**Passage to read:**

New Jersey's Supreme Court has ruled that compelling a suspect to unlock his or her cell phone doesn't violate the Fifth Amendment. The courts continue to be deeply split on this question. Back in June, Indiana's Supreme Court reached the opposite conclusion, and several other state and federal courts have reached divergent positions on the issue over the last few years.
This case focuses on an allegedly corrupt cop named Robert Andrews. Andrews is a former Essex County Sheriff who allegedly tipped off a suspect named Quincy Lowery about a pending police investigation. Under police questioning, Lowery testified that Andrews had advised him to get a new phone to avoid a police wiretap. He also said Andrews helped Lowery identify an undercover police officer and an unmarked police vehicle. These allegations were corroborated by data from Lowery's phone.
The police seized two iPhones belonging to Andrews, but investigators were unable to unlock them. Andrews refused to unlock the phones based on the Fifth Amendment, which protects against self-incrimination.
On Monday, the New Jersey Supreme Court rejected that Fifth Amendment claim. The Fifth Amendment only protects defendants against self-incriminating testimony, not the production of incriminating documents. While "testimony" usually refers to speech, that's not always the case. Sometimes, a defendant can reveal information by his or her actions. For example, if the government doesn't already know who owns a phone, then forcing a defendant to unlock it amounts to forced testimony that the defendant is the owner.

**Instructions:**
(A) Print the part of the passage on the phone-unlocking ruling between "On Monday, the" and "is the owner.", inclusive, word for word.
(B) Carry on the passage about the New Jersey phone-unlocking ruling from the point where it stops.

**Records shown:**
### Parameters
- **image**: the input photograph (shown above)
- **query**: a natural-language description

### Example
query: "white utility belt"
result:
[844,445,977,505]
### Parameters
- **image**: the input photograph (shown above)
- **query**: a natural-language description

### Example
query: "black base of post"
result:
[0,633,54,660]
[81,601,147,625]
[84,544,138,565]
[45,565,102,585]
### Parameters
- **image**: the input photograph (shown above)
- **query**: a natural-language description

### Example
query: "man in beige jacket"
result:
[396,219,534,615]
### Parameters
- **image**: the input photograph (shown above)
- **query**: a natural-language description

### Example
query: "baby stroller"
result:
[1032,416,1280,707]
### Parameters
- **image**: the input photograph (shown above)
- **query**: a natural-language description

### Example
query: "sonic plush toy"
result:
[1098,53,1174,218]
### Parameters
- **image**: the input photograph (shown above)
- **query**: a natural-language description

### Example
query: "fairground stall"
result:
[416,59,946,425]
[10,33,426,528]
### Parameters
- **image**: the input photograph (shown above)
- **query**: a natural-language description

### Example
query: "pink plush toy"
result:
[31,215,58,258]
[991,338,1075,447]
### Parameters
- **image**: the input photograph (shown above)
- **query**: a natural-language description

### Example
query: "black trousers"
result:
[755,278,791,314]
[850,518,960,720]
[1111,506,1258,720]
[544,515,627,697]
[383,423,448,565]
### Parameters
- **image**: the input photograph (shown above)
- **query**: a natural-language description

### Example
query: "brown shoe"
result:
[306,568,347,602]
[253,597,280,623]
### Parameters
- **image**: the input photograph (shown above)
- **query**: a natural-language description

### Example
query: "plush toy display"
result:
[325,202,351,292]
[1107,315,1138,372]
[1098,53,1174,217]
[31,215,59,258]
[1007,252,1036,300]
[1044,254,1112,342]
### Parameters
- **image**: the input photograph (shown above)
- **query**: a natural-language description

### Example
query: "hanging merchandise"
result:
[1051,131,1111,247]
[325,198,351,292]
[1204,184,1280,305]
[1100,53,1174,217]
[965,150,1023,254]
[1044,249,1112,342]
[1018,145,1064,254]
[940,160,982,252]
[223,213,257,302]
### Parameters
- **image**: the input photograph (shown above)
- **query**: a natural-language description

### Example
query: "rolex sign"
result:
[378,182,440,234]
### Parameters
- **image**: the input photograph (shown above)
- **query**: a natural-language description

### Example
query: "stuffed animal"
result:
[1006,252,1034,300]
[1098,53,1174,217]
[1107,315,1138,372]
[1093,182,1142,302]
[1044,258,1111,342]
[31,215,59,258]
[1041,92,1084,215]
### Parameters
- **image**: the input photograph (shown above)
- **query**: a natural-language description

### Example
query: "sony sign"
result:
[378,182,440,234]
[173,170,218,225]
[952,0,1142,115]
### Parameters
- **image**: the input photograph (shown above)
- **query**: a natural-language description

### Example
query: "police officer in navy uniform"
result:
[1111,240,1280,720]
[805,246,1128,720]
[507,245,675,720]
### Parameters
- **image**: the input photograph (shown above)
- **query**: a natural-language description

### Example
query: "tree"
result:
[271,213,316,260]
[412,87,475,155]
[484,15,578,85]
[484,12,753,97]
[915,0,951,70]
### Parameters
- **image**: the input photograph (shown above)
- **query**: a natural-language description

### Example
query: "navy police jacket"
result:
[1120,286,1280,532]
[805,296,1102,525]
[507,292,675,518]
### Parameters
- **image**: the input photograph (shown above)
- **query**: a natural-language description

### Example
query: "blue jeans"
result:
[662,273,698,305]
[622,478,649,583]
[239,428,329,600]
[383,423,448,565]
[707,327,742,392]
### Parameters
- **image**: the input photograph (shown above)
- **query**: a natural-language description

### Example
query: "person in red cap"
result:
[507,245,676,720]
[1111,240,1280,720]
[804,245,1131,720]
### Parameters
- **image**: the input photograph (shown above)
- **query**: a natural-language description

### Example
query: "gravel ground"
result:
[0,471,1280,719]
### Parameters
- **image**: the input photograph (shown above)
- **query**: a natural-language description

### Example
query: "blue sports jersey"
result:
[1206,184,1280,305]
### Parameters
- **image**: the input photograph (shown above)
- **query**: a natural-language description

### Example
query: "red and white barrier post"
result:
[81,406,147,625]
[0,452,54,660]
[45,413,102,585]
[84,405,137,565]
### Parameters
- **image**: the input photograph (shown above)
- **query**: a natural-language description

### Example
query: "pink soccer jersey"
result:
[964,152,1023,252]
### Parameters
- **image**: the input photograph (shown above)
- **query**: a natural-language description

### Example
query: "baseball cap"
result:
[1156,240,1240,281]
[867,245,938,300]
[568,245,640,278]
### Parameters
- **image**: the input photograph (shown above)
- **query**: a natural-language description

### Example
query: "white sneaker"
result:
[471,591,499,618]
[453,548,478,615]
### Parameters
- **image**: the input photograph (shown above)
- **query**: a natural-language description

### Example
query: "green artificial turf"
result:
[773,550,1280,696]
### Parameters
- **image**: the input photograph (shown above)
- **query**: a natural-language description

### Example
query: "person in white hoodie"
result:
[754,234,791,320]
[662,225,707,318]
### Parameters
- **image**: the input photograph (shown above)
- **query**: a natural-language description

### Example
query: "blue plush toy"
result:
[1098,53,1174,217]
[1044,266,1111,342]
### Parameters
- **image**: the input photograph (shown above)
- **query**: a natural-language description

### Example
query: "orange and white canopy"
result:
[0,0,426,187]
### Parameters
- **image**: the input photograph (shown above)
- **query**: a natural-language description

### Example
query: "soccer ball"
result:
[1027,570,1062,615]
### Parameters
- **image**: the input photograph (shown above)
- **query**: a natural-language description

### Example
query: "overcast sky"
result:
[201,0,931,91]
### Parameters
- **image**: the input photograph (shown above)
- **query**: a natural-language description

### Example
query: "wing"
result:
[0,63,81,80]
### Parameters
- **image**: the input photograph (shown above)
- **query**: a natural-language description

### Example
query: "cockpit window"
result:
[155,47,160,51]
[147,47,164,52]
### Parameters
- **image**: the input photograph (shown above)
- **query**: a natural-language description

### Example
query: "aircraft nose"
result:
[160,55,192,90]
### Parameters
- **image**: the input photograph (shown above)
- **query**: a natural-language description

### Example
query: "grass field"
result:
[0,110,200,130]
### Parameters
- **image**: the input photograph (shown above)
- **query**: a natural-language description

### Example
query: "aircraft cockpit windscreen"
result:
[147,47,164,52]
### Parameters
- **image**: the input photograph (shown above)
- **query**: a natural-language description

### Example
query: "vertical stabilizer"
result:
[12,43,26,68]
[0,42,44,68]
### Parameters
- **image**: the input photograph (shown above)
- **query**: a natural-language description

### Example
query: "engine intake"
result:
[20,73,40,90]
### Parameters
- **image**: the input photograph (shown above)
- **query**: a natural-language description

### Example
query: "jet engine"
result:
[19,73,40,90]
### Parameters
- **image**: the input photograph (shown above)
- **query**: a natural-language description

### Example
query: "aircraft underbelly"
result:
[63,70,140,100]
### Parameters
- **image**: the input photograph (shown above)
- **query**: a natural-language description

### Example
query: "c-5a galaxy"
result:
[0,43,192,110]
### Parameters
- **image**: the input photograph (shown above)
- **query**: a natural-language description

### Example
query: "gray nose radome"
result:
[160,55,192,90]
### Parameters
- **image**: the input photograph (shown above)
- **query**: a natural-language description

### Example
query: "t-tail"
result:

**Replies:**
(A)
On Monday, the New Jersey Supreme Court rejected that Fifth Amendment claim. The Fifth Amendment only protects defendants against self-incriminating testimony, not the production of incriminating documents. While "testimony" usually refers to speech, that's not always the case. Sometimes, a defendant can reveal information by his or her actions. For example, if the government doesn't already know who owns a phone, then forcing a defendant to unlock it amounts to forced testimony that the defendant is the owner.

(B)
But that reasoning doesn't apply in this case. The phones were registered in Andrews' name and were in his possession. There's little doubt that Andrews knows the passcodes. So if he's forced to enter the passcodes to his own phones, the New Jersey Supreme Court reasoned, he's not revealing any information that the government doesn't already know.
Of course, the information on the phone may be incriminating. But the courts have long held that forced production of documents—even incriminating ones—is not a violation of the Fifth Amendment. The government can order a defendant to unlock a safe even if the safe might have incriminating documents inside of it.
The other side
As we mentioned before, the Indiana Supreme Court took the opposite view just two months ago. And as I wrote at the time, that was just the latest example of a deep divide among courts on this issue:
Earlier this year, a Philadelphia man was released from jail after four years of being held in contempt in connection with a child-pornography case. A federal appeals court rejected his argument that the Fifth Amendment gave him the right to refuse to unlock hard drives found in his possession. A Vermont federal court reached the same conclusion in 2009—as did a Colorado federal court in 2012, a Virginia state court in 2014, and the Massachusetts Supreme Judicial Court in 2014.
But other courts in Florida, Wisconsin, and Pennsylvania have reached the opposite conclusion, holding that forcing people to provide computer or smartphone passwords would violate the Fifth Amendment.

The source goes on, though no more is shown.